# [Document section]
________

What is it used for?

Overview

Lecithin originated from the Greek “Lekithos,” referring to egg yolk. Lecithin is a common compound found in cells of all living organisms, its presence is required for proper biological function.

It also is an edible and digestible surfactant and emulsifier. Lecithin is used as an emulsifying and stabilizing agent in the food (eg, margarine, chocolate production), pharmaceutical, and cosmetic (eg, creams, lipsticks, conditioners) industries.

Neurological conditions

Pharmacological use of lecithin includes treatment for neurologic disorders and dementias. Lecithin is a good source of choline for treatment in dementias. Phosphatidylcholine is thought to be a precursor for acetylcholine (Ach) synthesis. Choline increases the accumulation of Ach within the brain. Ach is important for many brain functions including memory, so increasing concentration of this neurotransmitter may result in improved memory. Variable results occur using lecithin supplementation for treatment of neurologic disorders.

Liver/Cholesterol effects

Lecithin also is used to treat liver ailments and hypercholesterolemia. The mechanism appears to be enhancement of cholesterol metabolism in the digestive system. Lecithin seems to possess beneficial properties in reducing cholesterol levels and controlling or preventing atherosclerosis. However, studies from the late 1970s to early 1980s provide insufficient clinical or epidemiologic evidence to entirely support its positive effects against atherosclerosis. Although other studies from this time appear promising, no study was definitive with respect to atherosclerosis progression.

Other uses

It also has been used to modify the immune system by activating specific and nonspecific defense systems. Clinical studies need to be performed to verify this use.

What is the recommended dosage?

Studies of lecithin in cognitive impairment have used a wide variety of doses, from 1 to 35 g daily. A systematic review has been published.

How safe is it?

Contraindications

Contraindications have not yet been identified.

Pregnancy/nursing

Information regarding safety and efficacy in pregnancy and lactation is lacking.

Interactions

None well documented.

Side Effects

Adverse effects usually are not associated with lecithin. However, there have been reports of anorexia, nausea, increased salivation, other GI effects, and hepatitis.

Toxicities

Research reveals little or no information regarding toxicology with the use of this product.

References

  1. Lcithin. Review of Natural Products. factsandcomparisons4.0 [online]. 2005. Available from Wolters Kluwer Health, Inc. Accessed April 23, 2007.

________

Dataset records:
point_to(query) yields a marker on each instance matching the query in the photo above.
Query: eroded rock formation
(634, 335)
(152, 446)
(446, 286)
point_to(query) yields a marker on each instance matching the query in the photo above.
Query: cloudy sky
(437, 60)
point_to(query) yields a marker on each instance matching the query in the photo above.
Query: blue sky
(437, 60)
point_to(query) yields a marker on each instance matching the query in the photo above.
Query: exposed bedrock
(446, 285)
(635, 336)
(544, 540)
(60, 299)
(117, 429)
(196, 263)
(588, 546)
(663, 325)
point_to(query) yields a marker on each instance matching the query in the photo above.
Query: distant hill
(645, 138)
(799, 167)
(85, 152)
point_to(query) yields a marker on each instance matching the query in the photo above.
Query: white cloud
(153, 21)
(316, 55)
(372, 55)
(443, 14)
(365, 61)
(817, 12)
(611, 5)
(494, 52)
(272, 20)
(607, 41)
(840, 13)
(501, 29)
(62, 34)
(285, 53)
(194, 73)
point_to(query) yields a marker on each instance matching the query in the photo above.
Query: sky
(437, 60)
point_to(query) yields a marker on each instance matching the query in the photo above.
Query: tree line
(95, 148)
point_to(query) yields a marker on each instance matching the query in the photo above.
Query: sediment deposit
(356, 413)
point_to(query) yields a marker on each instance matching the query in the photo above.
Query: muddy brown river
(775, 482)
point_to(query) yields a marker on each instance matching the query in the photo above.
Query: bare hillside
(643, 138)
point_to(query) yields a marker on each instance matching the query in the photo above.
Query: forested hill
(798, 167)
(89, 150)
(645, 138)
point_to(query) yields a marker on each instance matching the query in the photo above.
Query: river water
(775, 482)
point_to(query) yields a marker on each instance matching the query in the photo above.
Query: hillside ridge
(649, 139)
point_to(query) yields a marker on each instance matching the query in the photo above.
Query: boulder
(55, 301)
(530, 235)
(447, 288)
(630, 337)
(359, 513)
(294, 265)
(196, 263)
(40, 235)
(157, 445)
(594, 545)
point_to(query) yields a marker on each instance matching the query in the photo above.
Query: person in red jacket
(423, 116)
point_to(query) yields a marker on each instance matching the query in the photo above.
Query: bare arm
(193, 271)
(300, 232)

________

# [Instructions]
1/ Write out the lecithin monograph word for word, from "Adverse effects usually" to "of this product.".
2/ Name each adverse effect that the lecithin monograph says has been reported.

# [Answers to the tasks]
1/
Adverse effects usually are not associated with lecithin. However, there have been reports of anorexia, nausea, increased salivation, other GI effects, and hepatitis.

Toxicities

Research reveals little or no information regarding toxicology with the use of this product.

2/
- Anorexia
- Nausea
- Increased salivation
- Other GI effects
- Hepatitis